··· Data for processing
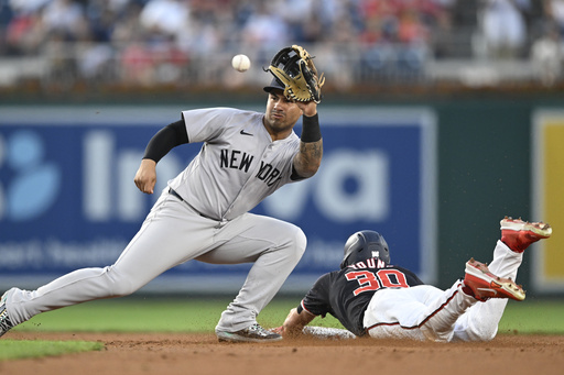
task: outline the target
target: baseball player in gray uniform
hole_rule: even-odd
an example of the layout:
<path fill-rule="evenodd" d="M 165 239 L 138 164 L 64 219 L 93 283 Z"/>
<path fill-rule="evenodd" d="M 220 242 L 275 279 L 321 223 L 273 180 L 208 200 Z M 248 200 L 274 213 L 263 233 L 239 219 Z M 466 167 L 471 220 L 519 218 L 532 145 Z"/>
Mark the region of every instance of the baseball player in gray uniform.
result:
<path fill-rule="evenodd" d="M 173 147 L 203 143 L 199 154 L 167 187 L 117 262 L 84 268 L 36 290 L 9 289 L 0 301 L 0 335 L 33 316 L 85 301 L 127 296 L 191 260 L 253 263 L 216 327 L 220 341 L 282 339 L 257 323 L 305 251 L 294 224 L 249 213 L 281 186 L 313 176 L 323 154 L 317 103 L 284 95 L 274 78 L 265 113 L 231 108 L 182 112 L 149 142 L 134 183 L 152 194 L 155 165 Z M 303 115 L 299 137 L 293 128 Z"/>

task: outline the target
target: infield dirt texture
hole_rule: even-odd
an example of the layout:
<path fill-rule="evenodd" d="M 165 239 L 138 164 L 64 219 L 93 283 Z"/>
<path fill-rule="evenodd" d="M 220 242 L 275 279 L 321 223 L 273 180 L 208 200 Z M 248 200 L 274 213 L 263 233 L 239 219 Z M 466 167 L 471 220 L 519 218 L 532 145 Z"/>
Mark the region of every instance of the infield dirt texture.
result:
<path fill-rule="evenodd" d="M 99 341 L 99 352 L 0 362 L 0 374 L 489 374 L 564 372 L 563 335 L 499 334 L 488 343 L 357 339 L 219 343 L 195 333 L 10 332 L 15 340 Z"/>

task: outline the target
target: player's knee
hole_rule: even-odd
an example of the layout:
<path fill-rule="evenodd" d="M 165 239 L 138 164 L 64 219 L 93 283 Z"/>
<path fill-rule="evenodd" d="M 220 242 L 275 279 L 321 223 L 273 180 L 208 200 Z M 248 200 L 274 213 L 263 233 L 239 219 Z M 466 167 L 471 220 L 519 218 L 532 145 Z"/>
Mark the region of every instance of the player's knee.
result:
<path fill-rule="evenodd" d="M 129 277 L 117 273 L 111 267 L 108 268 L 107 276 L 111 280 L 109 297 L 126 297 L 140 288 L 140 286 L 135 285 Z"/>

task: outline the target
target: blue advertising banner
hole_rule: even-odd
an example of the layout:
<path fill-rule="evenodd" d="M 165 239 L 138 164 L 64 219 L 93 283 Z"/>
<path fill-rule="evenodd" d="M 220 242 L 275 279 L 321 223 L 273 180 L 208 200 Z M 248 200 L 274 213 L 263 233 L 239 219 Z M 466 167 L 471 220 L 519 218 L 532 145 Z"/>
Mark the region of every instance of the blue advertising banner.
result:
<path fill-rule="evenodd" d="M 199 151 L 200 144 L 191 144 L 166 155 L 154 196 L 134 186 L 147 142 L 183 109 L 0 108 L 0 286 L 35 288 L 80 267 L 112 264 L 166 181 Z M 305 255 L 283 290 L 305 291 L 338 267 L 345 241 L 364 229 L 384 235 L 393 263 L 434 282 L 433 113 L 324 108 L 321 119 L 317 175 L 283 187 L 253 210 L 293 222 L 307 235 Z M 249 267 L 192 261 L 145 288 L 238 290 Z M 207 283 L 212 277 L 215 283 Z"/>

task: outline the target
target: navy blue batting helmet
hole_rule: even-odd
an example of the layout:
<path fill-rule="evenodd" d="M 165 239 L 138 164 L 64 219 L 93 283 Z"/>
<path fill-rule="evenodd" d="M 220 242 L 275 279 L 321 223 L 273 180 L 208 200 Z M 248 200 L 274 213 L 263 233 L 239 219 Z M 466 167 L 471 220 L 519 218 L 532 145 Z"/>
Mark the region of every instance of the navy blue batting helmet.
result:
<path fill-rule="evenodd" d="M 345 256 L 340 262 L 340 268 L 351 264 L 377 257 L 390 263 L 390 249 L 383 236 L 375 231 L 356 232 L 345 243 Z"/>

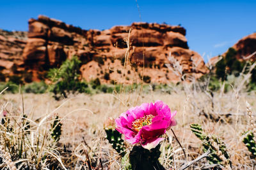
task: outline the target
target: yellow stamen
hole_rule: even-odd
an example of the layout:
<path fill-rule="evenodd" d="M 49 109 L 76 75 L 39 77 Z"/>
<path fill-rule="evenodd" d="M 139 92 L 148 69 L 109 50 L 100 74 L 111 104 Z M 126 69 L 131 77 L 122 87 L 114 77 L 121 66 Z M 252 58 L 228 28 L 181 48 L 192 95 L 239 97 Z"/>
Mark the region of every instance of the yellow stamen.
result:
<path fill-rule="evenodd" d="M 132 124 L 132 129 L 136 131 L 139 132 L 143 126 L 150 125 L 152 124 L 152 120 L 154 117 L 155 117 L 152 115 L 149 115 L 135 120 L 133 121 Z"/>

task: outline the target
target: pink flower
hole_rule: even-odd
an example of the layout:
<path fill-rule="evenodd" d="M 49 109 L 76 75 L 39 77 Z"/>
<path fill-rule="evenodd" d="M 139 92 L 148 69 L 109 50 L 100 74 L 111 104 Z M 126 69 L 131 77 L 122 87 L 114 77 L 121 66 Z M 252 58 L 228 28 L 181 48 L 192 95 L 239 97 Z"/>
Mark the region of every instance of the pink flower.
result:
<path fill-rule="evenodd" d="M 168 106 L 161 101 L 143 103 L 116 118 L 116 129 L 131 144 L 140 143 L 143 148 L 150 150 L 164 139 L 159 138 L 161 135 L 176 125 L 173 118 L 176 113 L 171 113 Z"/>
<path fill-rule="evenodd" d="M 3 110 L 3 115 L 4 116 L 4 117 L 6 117 L 7 116 L 7 111 L 6 110 Z"/>

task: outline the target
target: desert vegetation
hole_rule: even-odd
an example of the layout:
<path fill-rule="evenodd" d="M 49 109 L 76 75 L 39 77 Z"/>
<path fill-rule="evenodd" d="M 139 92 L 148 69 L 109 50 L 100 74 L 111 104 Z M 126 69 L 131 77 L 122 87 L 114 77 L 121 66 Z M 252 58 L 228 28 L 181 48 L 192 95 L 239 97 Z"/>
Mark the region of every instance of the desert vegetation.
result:
<path fill-rule="evenodd" d="M 172 53 L 168 59 L 168 69 L 180 77 L 177 84 L 150 84 L 143 73 L 132 85 L 87 82 L 76 57 L 49 71 L 50 83 L 2 83 L 1 169 L 150 169 L 136 165 L 151 162 L 156 169 L 255 168 L 255 64 L 220 58 L 198 79 Z M 154 148 L 131 145 L 115 130 L 115 118 L 157 101 L 177 111 L 177 125 Z"/>

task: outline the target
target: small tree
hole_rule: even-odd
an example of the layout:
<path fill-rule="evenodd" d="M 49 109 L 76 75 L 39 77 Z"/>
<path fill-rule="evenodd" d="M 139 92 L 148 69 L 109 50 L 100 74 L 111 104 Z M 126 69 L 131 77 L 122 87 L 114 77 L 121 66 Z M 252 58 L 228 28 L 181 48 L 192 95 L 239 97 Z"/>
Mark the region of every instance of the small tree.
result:
<path fill-rule="evenodd" d="M 61 97 L 66 98 L 70 92 L 86 92 L 87 83 L 81 82 L 79 80 L 80 64 L 81 61 L 77 57 L 73 56 L 70 60 L 65 60 L 60 68 L 49 70 L 48 77 L 53 83 L 50 91 L 54 94 L 56 99 L 60 99 Z"/>

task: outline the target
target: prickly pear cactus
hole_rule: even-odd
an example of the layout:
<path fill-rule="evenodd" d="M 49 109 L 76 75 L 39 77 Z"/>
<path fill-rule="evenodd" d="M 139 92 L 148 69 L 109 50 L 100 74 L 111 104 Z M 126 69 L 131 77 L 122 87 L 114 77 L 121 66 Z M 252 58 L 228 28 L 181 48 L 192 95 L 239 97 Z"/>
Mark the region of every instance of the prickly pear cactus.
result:
<path fill-rule="evenodd" d="M 120 154 L 122 157 L 125 155 L 124 140 L 122 139 L 122 134 L 115 129 L 105 129 L 107 134 L 106 138 L 111 144 L 112 147 Z"/>
<path fill-rule="evenodd" d="M 59 117 L 56 116 L 54 121 L 51 124 L 51 136 L 53 140 L 56 142 L 58 142 L 60 139 L 60 136 L 61 135 L 61 125 L 62 124 L 60 123 L 60 120 L 59 119 Z"/>
<path fill-rule="evenodd" d="M 245 133 L 246 136 L 243 140 L 243 142 L 245 144 L 248 150 L 252 153 L 252 155 L 255 157 L 256 157 L 256 143 L 254 140 L 253 133 L 249 131 Z"/>
<path fill-rule="evenodd" d="M 132 170 L 164 170 L 158 159 L 160 157 L 160 145 L 148 150 L 141 146 L 134 146 L 129 158 Z"/>
<path fill-rule="evenodd" d="M 190 125 L 191 131 L 202 141 L 203 151 L 210 150 L 207 160 L 211 164 L 220 164 L 225 167 L 231 167 L 230 156 L 227 152 L 225 143 L 218 138 L 205 134 L 201 125 Z"/>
······
Challenge: Locate every line in the records above that contains the word "flower" and copy each one. The match is case-sensitive.

Result for this exercise:
target: pink flower
Mark the region of every instance of the pink flower.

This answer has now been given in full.